WORK TO BE COMPLETED:
Copy the part of the material that opens with the line containing "Where can the man" and closes with the line containing "pixel 151 15", both lines included, reproducing each line without change.

RECORDS SUPPLIED:
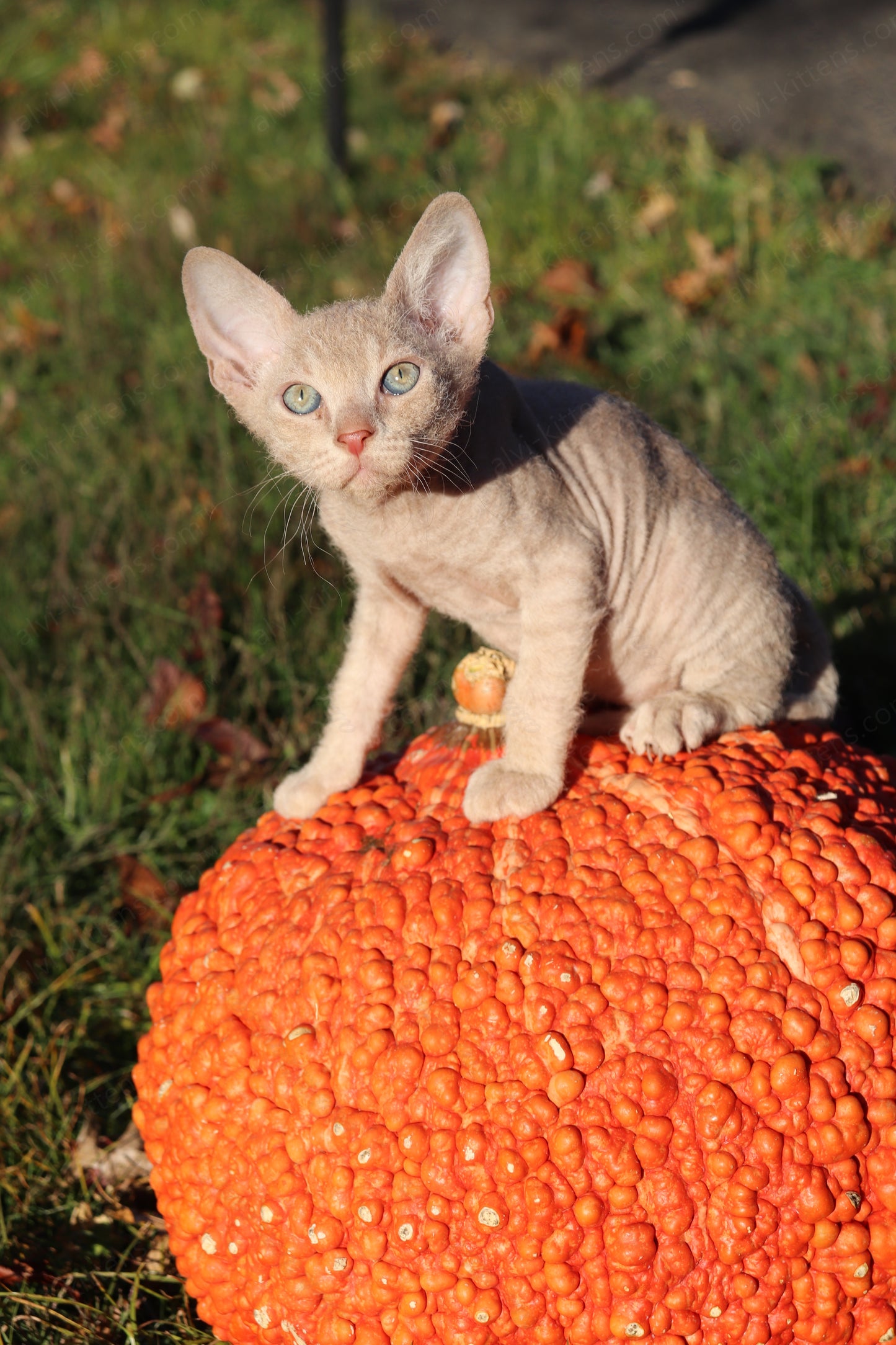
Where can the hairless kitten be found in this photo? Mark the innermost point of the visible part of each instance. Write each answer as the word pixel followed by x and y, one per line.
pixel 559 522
--
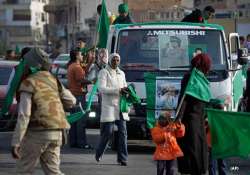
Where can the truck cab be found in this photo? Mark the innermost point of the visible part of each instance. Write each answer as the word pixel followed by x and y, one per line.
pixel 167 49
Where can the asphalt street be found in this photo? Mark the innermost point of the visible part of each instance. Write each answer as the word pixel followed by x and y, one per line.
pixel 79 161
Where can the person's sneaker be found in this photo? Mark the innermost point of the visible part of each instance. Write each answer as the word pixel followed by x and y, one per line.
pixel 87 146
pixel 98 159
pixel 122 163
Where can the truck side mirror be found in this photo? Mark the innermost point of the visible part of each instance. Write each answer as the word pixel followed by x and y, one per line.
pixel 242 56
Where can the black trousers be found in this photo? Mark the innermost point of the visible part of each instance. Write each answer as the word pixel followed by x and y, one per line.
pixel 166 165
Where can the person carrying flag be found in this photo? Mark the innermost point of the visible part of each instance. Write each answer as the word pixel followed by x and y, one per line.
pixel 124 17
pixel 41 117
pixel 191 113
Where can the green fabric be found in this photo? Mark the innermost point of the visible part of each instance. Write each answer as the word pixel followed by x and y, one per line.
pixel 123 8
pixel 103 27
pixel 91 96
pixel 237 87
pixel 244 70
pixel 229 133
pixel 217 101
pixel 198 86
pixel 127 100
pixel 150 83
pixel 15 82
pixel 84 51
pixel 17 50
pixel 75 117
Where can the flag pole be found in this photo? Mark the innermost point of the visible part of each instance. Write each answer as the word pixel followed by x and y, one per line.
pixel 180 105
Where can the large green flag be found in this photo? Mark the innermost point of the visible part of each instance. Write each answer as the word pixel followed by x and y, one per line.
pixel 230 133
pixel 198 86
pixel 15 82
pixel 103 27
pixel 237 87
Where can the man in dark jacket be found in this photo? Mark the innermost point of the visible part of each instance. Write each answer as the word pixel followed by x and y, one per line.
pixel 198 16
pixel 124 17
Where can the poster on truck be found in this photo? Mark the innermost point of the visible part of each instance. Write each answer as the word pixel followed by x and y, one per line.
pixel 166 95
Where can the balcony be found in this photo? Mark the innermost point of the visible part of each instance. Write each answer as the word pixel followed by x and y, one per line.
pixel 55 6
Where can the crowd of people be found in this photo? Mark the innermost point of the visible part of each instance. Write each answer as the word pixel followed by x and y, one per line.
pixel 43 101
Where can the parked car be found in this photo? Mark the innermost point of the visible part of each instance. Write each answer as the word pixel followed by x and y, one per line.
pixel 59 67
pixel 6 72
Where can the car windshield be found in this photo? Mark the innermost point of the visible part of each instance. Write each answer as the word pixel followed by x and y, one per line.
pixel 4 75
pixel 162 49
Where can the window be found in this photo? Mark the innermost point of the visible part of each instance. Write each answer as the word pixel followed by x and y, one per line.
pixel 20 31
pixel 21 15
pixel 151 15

FINAL ANSWER:
Where can the man in dark jacket be found in this photo? Mark the innermost point of the visible part of each instance. Write each answer as the word pixel followed by x and y, one per line.
pixel 198 16
pixel 124 17
Where can the poster on truck be found in this photo? Mark the innermost point of the visible part of each instance. Write each answer as the word pixel followed by x and y, one per line.
pixel 166 95
Where can the balcony be found in this photo? Mark the innermost point of the visible part of each instance. Write each answer as the word pixel followed by x and y, one per line.
pixel 55 6
Where can the crowd of people be found in this photo? Mark the innermost point of the visible part of each instance. Write each answer as the word pixel followed by x and y, one per line.
pixel 43 101
Where can the parked car be found in this photo? Mark the innermost point of the visible part of each instance. Write each answer as the word pixel followed by x and y, one per line.
pixel 59 67
pixel 6 72
Where can the car windshield be found in this photo? Mark the innermost point of the visible part of each instance. Write each answer as the word pixel followed by x and y, one per line.
pixel 4 75
pixel 162 49
Where can the window be found in this photo? Mark the innermost point of the visible part of each instance. Write each answer as the word pixel followed by x and y, one per line.
pixel 20 31
pixel 21 15
pixel 151 15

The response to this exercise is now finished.